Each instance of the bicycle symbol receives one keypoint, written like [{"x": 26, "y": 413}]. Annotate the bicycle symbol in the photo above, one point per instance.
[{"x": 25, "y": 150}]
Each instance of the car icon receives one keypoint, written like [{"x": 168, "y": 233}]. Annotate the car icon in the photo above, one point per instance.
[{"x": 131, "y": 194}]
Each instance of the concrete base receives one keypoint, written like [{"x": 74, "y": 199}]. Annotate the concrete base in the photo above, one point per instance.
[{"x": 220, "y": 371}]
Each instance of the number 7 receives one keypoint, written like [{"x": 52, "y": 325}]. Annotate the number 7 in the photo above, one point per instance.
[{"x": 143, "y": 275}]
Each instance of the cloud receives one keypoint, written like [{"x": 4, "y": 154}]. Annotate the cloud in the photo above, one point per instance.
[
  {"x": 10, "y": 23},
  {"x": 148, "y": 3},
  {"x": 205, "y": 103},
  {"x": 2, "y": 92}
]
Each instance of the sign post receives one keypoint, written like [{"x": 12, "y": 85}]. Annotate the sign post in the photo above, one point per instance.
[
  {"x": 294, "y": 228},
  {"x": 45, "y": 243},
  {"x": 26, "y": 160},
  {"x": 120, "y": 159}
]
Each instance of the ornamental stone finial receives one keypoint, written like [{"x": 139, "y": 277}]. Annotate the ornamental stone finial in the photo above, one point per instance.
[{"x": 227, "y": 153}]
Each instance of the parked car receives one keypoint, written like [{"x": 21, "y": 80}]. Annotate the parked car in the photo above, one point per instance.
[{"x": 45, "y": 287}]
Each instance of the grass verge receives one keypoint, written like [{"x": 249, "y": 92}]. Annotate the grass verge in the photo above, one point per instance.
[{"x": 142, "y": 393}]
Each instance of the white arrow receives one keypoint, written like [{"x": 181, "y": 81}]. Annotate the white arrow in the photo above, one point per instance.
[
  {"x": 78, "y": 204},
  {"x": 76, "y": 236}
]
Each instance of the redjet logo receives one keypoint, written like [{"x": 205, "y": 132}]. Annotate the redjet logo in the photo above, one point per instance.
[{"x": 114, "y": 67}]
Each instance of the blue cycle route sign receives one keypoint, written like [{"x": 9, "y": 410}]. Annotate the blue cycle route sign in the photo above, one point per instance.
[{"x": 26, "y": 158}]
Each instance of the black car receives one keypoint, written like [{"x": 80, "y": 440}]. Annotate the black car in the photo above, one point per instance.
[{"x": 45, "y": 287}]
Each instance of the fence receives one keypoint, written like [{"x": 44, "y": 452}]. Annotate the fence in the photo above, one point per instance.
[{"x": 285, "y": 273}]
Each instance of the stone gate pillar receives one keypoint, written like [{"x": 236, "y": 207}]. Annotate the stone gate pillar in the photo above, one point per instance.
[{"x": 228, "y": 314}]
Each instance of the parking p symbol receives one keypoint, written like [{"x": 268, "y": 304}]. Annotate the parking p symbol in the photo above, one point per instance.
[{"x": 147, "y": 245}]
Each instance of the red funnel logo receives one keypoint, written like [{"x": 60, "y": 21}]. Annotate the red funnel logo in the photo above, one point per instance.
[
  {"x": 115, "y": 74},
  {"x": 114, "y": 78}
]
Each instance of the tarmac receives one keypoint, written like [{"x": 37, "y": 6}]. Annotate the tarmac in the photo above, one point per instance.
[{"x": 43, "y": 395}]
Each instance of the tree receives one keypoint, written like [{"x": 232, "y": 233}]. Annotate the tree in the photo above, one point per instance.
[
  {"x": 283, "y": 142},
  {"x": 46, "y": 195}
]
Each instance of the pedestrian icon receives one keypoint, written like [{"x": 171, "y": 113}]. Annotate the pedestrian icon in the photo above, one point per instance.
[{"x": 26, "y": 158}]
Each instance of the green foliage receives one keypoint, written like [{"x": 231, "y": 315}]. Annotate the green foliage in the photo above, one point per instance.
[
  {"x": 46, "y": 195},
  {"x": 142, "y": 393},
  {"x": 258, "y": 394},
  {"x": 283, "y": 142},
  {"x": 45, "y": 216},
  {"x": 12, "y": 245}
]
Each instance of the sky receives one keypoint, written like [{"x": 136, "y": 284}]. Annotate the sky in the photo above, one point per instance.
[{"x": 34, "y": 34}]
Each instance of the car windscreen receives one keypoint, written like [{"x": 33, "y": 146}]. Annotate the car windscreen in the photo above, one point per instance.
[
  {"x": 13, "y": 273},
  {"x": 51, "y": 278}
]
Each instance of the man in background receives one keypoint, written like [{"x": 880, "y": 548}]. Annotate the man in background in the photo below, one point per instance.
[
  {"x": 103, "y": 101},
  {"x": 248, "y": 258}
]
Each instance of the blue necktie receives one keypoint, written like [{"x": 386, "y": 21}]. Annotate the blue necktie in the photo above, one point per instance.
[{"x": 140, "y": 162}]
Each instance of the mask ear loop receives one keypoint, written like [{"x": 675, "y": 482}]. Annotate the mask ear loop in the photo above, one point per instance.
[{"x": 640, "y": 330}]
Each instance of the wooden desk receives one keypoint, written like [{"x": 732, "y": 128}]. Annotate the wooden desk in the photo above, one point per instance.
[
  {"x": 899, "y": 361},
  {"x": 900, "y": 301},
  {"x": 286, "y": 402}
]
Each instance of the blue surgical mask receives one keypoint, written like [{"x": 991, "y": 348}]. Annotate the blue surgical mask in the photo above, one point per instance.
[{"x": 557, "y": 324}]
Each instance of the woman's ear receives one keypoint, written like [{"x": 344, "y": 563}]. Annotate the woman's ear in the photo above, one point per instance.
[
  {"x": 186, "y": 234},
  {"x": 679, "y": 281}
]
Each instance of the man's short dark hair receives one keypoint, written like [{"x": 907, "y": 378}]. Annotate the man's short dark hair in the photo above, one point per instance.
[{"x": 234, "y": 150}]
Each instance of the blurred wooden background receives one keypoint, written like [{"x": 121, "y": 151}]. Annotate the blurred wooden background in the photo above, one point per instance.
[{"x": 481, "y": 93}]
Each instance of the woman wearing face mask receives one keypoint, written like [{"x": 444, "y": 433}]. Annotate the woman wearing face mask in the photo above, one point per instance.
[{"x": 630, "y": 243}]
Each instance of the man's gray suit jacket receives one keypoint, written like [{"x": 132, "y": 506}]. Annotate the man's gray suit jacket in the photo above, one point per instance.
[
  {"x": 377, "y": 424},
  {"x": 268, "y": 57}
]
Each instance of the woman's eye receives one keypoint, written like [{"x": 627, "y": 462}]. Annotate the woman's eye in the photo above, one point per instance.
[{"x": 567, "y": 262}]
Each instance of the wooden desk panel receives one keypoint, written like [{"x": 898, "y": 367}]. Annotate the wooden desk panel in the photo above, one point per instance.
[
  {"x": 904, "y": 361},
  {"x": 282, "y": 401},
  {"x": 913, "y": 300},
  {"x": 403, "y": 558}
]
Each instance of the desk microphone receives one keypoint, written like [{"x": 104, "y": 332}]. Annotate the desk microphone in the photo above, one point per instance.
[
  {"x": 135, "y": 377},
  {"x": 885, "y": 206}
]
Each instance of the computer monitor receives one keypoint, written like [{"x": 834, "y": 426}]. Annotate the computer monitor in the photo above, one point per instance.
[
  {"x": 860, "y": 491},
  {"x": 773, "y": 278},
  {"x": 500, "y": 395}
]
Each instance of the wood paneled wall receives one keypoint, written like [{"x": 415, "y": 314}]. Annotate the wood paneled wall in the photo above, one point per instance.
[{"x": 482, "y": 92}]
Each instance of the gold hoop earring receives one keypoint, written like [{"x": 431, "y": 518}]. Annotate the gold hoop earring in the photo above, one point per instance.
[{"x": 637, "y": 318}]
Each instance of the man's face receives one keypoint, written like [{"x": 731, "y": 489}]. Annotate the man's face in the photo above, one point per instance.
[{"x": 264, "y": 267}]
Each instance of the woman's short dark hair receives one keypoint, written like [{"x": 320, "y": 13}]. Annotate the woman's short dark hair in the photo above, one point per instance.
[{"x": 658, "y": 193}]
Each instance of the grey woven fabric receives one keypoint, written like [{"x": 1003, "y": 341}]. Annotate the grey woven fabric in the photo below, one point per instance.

━━━━━━━━━━

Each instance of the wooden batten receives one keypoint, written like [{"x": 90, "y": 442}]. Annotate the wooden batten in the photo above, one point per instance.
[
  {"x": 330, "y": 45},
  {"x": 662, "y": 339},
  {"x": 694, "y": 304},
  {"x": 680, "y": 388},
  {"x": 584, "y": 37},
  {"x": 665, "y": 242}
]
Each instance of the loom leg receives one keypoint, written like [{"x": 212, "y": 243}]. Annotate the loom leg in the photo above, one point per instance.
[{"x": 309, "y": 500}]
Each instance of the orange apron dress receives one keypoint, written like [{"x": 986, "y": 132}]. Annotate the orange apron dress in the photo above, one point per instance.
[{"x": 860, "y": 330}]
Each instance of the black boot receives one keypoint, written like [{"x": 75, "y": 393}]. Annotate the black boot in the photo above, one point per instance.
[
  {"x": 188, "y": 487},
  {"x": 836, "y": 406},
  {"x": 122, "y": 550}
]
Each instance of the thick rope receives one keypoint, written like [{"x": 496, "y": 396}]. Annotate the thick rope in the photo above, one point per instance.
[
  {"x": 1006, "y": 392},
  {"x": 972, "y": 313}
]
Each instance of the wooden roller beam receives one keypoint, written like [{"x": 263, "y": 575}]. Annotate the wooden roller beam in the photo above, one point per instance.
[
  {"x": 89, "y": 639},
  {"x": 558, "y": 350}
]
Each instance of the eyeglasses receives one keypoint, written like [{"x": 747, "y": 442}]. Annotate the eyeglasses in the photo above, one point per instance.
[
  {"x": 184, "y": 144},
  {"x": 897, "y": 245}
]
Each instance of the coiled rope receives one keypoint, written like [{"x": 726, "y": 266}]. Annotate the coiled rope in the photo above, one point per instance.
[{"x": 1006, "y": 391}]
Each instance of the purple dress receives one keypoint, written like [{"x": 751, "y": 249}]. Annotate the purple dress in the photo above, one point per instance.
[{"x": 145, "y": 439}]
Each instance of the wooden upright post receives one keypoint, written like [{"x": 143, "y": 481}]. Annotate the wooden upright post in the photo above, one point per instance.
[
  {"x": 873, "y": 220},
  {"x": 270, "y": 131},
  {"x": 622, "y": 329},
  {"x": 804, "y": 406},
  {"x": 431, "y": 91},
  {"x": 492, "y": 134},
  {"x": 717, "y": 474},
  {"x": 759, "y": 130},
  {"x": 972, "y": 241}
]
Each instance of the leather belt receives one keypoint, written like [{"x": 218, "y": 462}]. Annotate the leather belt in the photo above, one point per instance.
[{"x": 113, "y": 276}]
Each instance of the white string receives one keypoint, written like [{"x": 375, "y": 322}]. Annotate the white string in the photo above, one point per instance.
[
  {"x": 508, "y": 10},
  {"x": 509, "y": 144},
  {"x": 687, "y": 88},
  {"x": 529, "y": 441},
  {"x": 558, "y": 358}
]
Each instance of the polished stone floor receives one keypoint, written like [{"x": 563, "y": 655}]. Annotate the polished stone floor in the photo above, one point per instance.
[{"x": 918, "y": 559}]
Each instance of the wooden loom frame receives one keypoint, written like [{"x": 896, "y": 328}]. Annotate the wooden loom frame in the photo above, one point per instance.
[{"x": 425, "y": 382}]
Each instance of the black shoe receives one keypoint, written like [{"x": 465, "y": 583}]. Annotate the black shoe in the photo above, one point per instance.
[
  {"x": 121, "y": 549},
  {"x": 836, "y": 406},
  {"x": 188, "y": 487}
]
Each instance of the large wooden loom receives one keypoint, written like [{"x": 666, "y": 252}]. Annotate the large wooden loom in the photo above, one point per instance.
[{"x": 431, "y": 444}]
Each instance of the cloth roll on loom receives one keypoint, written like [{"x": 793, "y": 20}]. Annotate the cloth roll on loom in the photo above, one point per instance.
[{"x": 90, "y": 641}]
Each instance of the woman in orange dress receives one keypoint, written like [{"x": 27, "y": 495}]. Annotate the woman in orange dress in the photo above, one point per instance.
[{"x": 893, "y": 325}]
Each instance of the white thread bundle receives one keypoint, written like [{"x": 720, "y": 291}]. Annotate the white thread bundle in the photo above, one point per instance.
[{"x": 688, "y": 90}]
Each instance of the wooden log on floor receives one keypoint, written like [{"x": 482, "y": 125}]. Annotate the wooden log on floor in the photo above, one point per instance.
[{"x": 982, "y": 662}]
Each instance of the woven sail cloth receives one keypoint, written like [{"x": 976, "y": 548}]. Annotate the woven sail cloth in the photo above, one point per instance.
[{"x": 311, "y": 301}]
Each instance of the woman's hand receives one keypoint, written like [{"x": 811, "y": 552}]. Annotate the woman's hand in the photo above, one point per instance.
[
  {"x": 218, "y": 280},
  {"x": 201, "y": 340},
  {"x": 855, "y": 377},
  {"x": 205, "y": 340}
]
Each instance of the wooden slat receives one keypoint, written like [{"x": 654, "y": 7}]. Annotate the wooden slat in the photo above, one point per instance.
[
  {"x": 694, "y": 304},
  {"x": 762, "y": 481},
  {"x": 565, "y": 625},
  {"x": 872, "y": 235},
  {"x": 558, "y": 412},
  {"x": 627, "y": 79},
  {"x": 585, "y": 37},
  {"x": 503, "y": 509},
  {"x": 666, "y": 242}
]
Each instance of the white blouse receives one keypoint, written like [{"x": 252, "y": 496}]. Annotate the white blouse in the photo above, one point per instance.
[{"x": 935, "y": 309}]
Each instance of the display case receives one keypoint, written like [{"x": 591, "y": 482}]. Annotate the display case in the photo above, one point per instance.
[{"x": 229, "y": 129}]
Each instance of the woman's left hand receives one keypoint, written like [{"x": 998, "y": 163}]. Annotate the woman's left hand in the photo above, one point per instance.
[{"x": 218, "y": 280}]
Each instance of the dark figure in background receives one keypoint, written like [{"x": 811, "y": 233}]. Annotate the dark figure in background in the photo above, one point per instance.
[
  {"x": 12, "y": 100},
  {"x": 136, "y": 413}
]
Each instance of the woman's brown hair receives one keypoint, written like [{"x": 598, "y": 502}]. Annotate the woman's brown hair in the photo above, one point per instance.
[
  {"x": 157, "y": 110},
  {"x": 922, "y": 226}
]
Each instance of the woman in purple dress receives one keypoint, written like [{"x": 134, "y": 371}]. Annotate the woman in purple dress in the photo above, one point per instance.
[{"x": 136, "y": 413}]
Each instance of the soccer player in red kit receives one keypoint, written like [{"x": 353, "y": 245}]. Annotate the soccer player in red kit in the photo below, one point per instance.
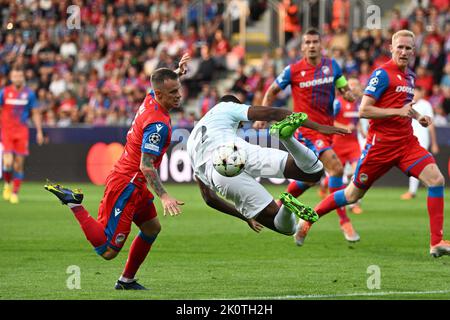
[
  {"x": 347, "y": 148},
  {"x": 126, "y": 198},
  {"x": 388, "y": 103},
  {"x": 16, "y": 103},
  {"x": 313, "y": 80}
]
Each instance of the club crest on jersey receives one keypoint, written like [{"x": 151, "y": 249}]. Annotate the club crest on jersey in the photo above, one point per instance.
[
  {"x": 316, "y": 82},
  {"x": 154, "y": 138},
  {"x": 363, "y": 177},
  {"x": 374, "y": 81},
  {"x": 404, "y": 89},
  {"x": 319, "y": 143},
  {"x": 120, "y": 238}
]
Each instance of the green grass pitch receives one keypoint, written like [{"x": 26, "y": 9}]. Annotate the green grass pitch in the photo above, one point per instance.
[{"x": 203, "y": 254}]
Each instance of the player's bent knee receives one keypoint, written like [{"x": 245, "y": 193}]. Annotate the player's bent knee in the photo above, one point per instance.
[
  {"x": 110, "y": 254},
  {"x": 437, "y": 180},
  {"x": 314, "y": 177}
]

━━━━━━━━━━

## Task details
Please show every line of the records above that contains the string "gate", matching case exactly.

## Answer to the problem
Each instance of the stone gate pillar receives one keypoint, written like [{"x": 236, "y": 207}]. Annotate the stone gate pillar in the photo above, one point per instance.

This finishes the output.